* _EXTRAIT DU DOCUMENT_
◇ ◇ ◇ ◇

— Par Joël Des Rosiers, Poète et psychiatre —
Je pleure Aimé Césaire aujourd’hui. C’est l’heure où j’ai autant envie de garder le silence car tout ne peut être dit de ce qui n’est pas chanté dans le chant. Je pleure Aimé Césaire aujourd’hui… J’entends les démons vibrant de mort qui versent la mort sur l’homme. J’entends le vent d’îles, « la brise de mer est sur les cayes ». La Martinique, caye qu’il a tant aimée et parcourue au gré des chemins-chiens. Mais la naissance, la vie, la mort et la résurrection du poète agrandissent son île à la démesure de l’univers.

◇ ◇ ◇ ◇

* _CONSIGNE 1_
Dans l'hommage à Aimé Césaire ci-dessus, pour quelle raison est-il question de l'envie de garder le silence ? Répondez en une à trois phrases.
* _CONSIGNE 2_
Rédigez la suite de l'hommage à Aimé Césaire ci-dessus, en reprenant après sa dernière phrase.

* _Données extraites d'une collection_
◇ ◇ ◇ ◇

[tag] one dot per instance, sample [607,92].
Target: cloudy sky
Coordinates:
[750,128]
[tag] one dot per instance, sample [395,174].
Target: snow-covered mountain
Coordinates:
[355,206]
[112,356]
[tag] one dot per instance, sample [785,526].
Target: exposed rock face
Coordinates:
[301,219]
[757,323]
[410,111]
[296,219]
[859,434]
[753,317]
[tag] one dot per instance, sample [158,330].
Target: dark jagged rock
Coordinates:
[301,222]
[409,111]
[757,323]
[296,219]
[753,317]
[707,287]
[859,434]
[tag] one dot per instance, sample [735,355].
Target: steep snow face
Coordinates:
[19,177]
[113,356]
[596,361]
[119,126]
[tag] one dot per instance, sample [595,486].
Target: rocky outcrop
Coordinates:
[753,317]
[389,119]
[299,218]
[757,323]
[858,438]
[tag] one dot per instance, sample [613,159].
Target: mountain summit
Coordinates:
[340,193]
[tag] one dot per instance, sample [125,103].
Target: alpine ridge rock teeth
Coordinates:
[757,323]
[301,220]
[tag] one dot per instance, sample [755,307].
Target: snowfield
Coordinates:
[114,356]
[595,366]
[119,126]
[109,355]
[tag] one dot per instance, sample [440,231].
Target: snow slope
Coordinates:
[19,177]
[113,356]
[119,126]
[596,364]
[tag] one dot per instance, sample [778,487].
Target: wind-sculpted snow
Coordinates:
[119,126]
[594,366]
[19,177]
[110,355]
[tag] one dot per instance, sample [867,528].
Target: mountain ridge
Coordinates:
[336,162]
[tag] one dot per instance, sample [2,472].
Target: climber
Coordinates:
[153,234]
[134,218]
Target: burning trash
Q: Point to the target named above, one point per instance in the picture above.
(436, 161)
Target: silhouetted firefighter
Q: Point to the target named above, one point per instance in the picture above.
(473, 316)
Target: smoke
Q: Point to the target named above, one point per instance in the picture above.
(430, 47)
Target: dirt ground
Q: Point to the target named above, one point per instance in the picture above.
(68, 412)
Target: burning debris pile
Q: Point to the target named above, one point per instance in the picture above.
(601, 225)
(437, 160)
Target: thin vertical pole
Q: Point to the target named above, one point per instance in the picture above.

◇ ◇ ◇ ◇

* _RÉSULTAT DE L'EXERCICE 1_
L'envie de garder le silence vient de ce que « tout ne peut être dit de ce qui n'est pas chanté dans le chant ».

* _RÉSULTAT DE L'EXERCICE 2_
Ce qui me rend son île encore plus proche, c’est la lutte que mène son peuple pour la survie en un étrange combat, subtil et raisonné selon moi, en « pays dominé », au moyen des « armes miraculeuses » qu’a fondues le poète. Et j’ai nécessité de dire combien nous chérissons la valeureuse Martinique dont beaucoup d’Haïtiens sont originaires y compris le plus sanglant de nos dictateurs. Et j’ai besoin de chanter qu’elle a fait don à notre histoire de tant de héros venus combattre à Saint-Domingue, à Savannah, au Vénézuéla pour la liberté.
Et j’ai matière à louanger le président Lysius Félicité Salomon qui fit venir en Haïti, à la fin du 19ème siècle, plus de 1500 professeurs de la Martinique avec leurs familles, dans le cadre de la politique de modernisation de l’éducation.
Et j’ai honneur respect à trouver un jour, par une ironie de l’Histoire, la tombe d’un aïeul emporté par la malaria, enterré au cimetière de Fort-de-France. Un détail encore : tel républicain fuyant Les Cayes du fond (Saint-Domingue) après la fin de la Guerre du Sud en octobre 1800 ; il rejoint la révolution en Guadeloupe et devient le lieutenant de Louis Delgrès. Il est condamné à mort et pendu après la défaite du Matouba le 5 juin 1802. Hommage ainsi rendu à la mémoire de François Rigaud.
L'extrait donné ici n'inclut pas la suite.